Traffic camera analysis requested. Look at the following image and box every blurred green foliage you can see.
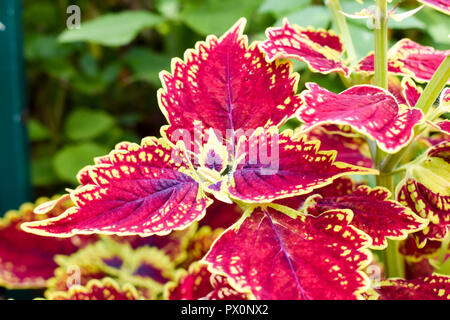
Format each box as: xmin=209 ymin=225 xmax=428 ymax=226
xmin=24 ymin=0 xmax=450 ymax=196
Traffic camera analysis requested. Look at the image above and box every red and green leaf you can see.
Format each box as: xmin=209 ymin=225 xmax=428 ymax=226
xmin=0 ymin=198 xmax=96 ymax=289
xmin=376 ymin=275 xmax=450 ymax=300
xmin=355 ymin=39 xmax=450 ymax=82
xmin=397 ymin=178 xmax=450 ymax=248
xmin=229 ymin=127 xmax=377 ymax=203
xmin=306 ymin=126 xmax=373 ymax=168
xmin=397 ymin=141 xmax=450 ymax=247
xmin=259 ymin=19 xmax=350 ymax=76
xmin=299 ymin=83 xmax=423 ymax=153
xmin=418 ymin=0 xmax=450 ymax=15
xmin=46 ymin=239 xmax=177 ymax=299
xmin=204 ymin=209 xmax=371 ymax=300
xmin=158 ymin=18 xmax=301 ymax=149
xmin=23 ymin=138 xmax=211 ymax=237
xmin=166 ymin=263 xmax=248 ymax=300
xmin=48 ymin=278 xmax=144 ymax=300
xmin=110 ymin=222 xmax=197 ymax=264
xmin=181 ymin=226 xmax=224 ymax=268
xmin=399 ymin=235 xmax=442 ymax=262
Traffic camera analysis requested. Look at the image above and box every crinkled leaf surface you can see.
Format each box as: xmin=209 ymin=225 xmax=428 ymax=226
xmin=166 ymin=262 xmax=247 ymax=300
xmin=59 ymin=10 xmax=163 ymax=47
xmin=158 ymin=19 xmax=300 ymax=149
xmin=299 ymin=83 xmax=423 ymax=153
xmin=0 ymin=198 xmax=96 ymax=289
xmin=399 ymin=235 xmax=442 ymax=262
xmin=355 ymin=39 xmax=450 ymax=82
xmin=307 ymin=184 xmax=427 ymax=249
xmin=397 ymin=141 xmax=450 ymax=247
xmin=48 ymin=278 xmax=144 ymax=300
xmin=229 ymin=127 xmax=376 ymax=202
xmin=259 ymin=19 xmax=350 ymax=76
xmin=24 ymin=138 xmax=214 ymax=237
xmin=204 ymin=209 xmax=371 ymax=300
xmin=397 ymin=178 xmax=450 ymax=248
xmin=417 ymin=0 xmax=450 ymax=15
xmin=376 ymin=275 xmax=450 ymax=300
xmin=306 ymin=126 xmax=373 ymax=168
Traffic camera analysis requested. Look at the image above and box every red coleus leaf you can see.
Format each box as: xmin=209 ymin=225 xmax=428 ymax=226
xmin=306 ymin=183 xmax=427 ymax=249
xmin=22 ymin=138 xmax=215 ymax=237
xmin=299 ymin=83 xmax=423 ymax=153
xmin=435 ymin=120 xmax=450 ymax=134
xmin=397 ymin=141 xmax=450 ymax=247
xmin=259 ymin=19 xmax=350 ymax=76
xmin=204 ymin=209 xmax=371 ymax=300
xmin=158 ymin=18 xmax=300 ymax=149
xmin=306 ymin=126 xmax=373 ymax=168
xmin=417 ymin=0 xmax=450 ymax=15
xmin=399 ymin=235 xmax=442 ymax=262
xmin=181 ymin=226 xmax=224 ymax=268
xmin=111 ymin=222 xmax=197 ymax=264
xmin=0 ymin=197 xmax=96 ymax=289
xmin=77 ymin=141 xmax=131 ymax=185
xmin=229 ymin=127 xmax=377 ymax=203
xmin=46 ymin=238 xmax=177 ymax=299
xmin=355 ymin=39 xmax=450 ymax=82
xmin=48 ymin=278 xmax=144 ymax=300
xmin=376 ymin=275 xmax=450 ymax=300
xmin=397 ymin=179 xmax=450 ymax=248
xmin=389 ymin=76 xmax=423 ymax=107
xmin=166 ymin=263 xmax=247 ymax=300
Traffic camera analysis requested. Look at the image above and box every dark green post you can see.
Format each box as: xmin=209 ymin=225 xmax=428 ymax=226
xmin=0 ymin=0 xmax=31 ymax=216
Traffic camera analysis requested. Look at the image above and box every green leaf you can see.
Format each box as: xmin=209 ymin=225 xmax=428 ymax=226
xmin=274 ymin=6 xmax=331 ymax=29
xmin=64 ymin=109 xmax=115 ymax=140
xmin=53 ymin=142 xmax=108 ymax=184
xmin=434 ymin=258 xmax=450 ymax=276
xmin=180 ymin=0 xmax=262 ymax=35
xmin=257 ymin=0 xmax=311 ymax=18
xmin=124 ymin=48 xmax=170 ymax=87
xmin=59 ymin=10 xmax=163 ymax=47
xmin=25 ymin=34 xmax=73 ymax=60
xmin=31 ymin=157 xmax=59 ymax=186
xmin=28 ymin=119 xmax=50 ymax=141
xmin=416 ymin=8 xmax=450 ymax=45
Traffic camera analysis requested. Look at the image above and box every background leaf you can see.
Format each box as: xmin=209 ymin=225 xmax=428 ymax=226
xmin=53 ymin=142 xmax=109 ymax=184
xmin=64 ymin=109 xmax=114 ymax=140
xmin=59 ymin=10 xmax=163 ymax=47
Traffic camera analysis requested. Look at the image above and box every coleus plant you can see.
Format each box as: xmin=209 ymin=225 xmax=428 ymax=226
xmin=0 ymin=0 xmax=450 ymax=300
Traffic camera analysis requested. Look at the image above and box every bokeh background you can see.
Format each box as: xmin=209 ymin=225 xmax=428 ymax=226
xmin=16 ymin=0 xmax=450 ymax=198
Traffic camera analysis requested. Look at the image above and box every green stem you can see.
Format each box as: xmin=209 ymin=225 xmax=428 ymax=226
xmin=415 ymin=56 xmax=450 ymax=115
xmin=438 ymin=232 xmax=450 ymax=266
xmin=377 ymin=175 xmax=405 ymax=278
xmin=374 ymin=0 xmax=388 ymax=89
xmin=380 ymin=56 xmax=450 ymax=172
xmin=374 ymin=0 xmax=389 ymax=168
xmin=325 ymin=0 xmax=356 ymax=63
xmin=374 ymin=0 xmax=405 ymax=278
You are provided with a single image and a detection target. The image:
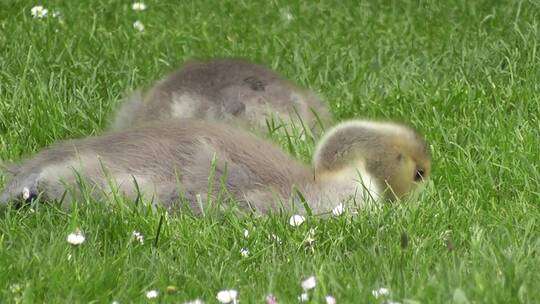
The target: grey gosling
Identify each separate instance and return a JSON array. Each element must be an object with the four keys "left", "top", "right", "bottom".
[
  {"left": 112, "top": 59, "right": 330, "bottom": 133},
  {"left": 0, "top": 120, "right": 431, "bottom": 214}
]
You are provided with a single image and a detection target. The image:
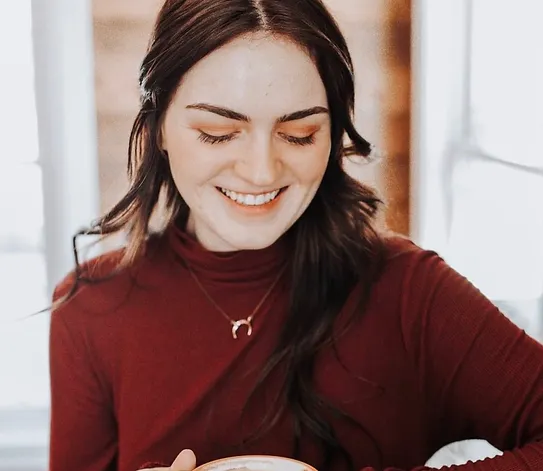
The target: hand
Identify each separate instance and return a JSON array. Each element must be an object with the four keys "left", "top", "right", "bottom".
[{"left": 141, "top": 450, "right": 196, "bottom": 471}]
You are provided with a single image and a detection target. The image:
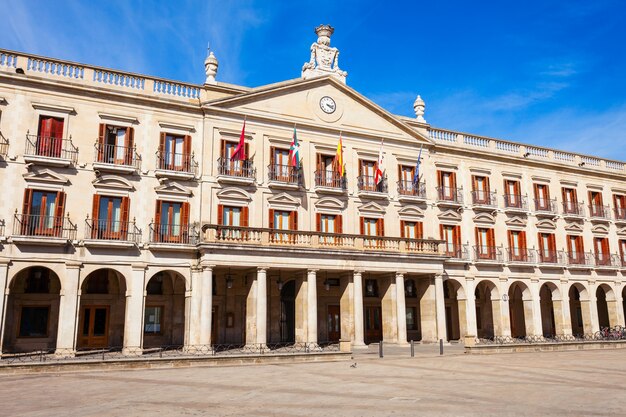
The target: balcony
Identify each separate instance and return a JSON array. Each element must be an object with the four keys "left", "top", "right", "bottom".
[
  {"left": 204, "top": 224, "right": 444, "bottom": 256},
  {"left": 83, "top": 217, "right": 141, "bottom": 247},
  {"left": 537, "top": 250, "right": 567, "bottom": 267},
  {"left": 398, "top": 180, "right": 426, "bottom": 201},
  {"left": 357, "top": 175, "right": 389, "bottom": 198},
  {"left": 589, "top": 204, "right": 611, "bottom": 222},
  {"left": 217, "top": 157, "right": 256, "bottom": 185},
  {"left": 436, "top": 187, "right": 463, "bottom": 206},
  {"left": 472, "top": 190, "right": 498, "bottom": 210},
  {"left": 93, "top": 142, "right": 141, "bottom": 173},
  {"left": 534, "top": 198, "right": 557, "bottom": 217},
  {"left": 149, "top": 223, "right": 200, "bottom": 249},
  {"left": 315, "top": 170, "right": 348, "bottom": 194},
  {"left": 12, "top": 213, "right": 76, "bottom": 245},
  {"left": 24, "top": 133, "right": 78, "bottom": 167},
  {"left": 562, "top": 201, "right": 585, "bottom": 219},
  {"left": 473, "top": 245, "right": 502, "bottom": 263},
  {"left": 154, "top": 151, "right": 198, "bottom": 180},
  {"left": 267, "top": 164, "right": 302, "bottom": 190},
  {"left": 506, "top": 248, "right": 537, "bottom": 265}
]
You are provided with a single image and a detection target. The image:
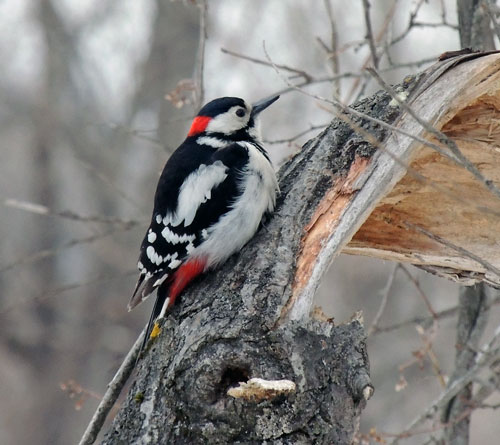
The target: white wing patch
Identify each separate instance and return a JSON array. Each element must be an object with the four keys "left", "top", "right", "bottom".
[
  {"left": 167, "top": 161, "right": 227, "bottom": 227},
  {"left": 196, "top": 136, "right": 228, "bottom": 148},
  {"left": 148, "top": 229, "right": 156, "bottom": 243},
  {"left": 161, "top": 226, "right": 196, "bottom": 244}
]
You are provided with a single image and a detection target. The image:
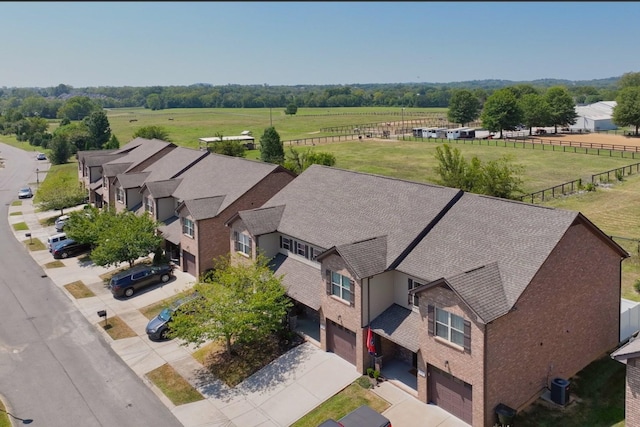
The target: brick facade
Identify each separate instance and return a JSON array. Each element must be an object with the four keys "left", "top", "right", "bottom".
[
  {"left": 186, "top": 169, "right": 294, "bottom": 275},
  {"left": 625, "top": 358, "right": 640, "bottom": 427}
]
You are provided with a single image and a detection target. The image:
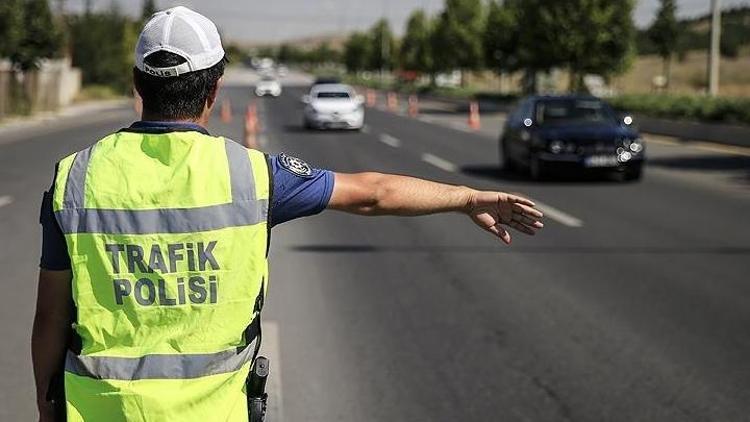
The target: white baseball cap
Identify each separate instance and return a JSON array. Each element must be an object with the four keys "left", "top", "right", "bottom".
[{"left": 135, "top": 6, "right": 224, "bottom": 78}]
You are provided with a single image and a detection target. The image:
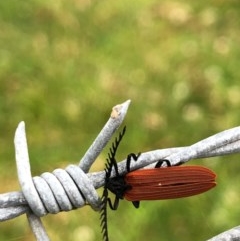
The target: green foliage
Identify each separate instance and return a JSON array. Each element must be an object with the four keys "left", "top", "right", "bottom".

_Short exercise_
Quote everything from the beginning of the listing down to the line containing "xmin=24 ymin=0 xmax=450 ymax=196", including that line. Leave the picture out of your answer.

_Task solution_
Traffic camera analysis requested. Look at the following image and box every blurred green foliage you can see.
Format each box as: xmin=209 ymin=225 xmax=428 ymax=226
xmin=24 ymin=0 xmax=450 ymax=196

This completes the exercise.